++++ INPUT DATA
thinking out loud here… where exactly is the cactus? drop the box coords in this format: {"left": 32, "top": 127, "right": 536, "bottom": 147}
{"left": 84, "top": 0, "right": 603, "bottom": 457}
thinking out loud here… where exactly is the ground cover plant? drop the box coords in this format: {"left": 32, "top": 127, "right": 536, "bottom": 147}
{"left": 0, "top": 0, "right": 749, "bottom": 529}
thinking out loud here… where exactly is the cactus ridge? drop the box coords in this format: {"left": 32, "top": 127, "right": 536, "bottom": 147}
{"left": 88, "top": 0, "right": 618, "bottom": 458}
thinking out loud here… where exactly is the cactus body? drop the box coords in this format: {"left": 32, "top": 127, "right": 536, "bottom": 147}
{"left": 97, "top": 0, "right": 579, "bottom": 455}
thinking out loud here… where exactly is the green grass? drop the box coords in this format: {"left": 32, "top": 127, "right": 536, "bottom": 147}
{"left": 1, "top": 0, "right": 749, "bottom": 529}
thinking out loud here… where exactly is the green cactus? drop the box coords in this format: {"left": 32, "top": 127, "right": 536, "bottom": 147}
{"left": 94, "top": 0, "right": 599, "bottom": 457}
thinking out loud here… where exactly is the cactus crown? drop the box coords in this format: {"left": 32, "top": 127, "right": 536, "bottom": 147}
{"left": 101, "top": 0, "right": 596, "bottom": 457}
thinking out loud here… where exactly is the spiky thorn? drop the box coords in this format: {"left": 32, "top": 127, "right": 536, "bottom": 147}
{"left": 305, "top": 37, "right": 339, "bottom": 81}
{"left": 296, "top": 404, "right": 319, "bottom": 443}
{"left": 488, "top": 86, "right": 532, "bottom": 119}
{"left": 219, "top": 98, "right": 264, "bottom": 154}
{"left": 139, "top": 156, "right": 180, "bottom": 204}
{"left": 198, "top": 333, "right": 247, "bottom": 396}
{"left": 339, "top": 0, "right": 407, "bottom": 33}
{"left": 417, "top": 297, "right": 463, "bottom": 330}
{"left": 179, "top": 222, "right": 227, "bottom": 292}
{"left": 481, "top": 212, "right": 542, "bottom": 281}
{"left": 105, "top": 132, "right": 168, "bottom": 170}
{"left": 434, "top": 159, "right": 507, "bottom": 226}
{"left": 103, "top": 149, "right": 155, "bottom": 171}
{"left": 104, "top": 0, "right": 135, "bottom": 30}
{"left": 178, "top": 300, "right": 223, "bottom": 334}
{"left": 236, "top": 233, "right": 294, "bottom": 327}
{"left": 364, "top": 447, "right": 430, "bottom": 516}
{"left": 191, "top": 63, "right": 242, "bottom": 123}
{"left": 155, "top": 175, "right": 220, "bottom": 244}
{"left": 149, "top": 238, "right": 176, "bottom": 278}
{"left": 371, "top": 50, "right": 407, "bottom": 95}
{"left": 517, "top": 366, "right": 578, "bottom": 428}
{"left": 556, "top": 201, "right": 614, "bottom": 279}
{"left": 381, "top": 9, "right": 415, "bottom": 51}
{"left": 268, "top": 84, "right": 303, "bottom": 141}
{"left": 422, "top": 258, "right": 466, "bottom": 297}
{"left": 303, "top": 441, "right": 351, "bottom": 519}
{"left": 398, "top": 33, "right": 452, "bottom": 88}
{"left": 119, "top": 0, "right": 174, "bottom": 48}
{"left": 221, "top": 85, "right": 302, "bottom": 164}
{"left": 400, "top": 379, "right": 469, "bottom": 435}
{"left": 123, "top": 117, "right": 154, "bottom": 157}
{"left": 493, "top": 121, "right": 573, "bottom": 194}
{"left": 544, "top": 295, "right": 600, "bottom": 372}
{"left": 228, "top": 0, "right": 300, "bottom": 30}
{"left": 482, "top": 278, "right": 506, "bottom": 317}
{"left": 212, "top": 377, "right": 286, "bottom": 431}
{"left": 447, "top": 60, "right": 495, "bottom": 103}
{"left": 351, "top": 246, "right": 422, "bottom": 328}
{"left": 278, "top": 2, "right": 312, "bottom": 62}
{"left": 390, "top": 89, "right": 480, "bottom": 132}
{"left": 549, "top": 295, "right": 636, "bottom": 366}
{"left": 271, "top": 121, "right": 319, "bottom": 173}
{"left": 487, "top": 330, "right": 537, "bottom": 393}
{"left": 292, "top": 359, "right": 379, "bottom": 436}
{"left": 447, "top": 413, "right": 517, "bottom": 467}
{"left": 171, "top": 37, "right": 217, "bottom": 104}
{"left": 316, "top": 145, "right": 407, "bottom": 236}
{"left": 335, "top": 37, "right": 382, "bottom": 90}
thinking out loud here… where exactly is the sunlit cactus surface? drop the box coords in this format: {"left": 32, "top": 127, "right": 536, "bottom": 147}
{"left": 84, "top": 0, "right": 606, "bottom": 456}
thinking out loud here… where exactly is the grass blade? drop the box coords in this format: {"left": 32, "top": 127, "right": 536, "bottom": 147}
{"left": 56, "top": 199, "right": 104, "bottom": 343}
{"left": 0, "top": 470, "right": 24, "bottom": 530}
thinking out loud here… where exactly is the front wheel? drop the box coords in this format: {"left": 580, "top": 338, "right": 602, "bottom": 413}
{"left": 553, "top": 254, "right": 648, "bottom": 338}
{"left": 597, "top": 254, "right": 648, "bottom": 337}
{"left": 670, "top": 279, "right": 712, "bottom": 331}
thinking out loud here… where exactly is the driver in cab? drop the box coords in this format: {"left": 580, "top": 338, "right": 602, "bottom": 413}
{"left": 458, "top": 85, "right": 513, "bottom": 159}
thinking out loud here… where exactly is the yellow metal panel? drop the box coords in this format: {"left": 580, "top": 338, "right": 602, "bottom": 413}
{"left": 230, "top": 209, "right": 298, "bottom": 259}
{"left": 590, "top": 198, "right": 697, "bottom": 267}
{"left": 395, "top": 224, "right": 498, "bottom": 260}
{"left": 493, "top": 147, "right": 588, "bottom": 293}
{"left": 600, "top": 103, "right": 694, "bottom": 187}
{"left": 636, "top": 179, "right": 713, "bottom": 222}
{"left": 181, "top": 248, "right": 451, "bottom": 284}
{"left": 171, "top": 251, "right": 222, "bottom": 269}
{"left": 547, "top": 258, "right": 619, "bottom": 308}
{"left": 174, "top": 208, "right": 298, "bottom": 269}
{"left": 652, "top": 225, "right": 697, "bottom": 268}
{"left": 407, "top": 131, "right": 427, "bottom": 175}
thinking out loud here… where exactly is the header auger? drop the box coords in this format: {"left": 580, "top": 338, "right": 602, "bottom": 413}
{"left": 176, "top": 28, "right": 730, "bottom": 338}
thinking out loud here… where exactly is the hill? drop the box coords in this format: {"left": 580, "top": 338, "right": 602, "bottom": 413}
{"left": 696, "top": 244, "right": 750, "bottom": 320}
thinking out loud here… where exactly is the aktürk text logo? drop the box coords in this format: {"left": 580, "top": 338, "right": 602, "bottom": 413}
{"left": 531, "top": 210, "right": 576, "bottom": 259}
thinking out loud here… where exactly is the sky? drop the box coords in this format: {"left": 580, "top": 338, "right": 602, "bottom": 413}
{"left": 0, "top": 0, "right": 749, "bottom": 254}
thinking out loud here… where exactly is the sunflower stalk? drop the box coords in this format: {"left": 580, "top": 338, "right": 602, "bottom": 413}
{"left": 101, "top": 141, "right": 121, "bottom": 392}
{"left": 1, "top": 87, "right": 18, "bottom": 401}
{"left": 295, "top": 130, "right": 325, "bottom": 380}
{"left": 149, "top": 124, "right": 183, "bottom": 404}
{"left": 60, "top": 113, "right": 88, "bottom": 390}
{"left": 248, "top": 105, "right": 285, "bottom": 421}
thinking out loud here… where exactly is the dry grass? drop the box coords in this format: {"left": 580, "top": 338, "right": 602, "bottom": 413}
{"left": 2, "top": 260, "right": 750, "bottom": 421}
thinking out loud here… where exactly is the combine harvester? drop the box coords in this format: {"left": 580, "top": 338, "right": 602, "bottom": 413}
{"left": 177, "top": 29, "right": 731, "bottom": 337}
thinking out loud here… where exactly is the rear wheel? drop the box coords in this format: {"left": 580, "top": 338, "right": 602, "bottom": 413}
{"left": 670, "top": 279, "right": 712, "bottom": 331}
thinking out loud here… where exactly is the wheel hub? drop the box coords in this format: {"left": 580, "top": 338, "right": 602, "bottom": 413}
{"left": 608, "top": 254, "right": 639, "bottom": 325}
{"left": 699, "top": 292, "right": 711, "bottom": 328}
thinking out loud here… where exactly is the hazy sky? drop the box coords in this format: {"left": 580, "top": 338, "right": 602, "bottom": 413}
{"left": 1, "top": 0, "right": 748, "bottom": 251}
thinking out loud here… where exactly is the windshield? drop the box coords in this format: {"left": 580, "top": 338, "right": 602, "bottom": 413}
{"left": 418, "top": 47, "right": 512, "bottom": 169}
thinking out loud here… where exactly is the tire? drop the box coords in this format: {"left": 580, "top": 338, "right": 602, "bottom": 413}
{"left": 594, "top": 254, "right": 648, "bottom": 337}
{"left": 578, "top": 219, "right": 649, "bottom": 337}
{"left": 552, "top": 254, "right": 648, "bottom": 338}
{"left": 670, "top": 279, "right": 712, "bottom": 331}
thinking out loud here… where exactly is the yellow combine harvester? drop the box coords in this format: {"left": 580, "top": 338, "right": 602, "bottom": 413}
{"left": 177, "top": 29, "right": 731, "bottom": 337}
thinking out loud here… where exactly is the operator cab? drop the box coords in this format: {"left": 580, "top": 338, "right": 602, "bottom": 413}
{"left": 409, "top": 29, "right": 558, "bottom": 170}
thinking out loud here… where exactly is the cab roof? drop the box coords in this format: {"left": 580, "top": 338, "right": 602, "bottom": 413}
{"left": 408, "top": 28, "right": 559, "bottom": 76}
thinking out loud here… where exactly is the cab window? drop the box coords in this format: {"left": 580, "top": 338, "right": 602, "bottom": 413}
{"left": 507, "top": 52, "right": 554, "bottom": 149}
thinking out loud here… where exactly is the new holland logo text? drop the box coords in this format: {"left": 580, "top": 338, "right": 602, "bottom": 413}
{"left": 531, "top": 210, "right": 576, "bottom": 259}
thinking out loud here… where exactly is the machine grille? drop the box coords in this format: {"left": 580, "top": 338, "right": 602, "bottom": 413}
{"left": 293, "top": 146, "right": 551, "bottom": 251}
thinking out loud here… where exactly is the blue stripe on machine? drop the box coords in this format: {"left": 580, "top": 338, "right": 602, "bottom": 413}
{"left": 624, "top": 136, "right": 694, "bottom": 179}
++++++++
▸ **WHAT THIS TASK INVOLVES**: With the line containing "thinking out loud here… where exactly is the machine" as the first and the final line of the records as the last, copy that span exactly and nothing more.

▸ **TASK OUTPUT**:
thinking out loud here… where exactly is the machine grille? drop the box coords in this format: {"left": 580, "top": 338, "right": 602, "bottom": 413}
{"left": 293, "top": 146, "right": 551, "bottom": 251}
thinking out loud here… where exactly is the blue stripe on machine? drop the box coords in this format: {"left": 580, "top": 338, "right": 602, "bottom": 413}
{"left": 624, "top": 136, "right": 694, "bottom": 179}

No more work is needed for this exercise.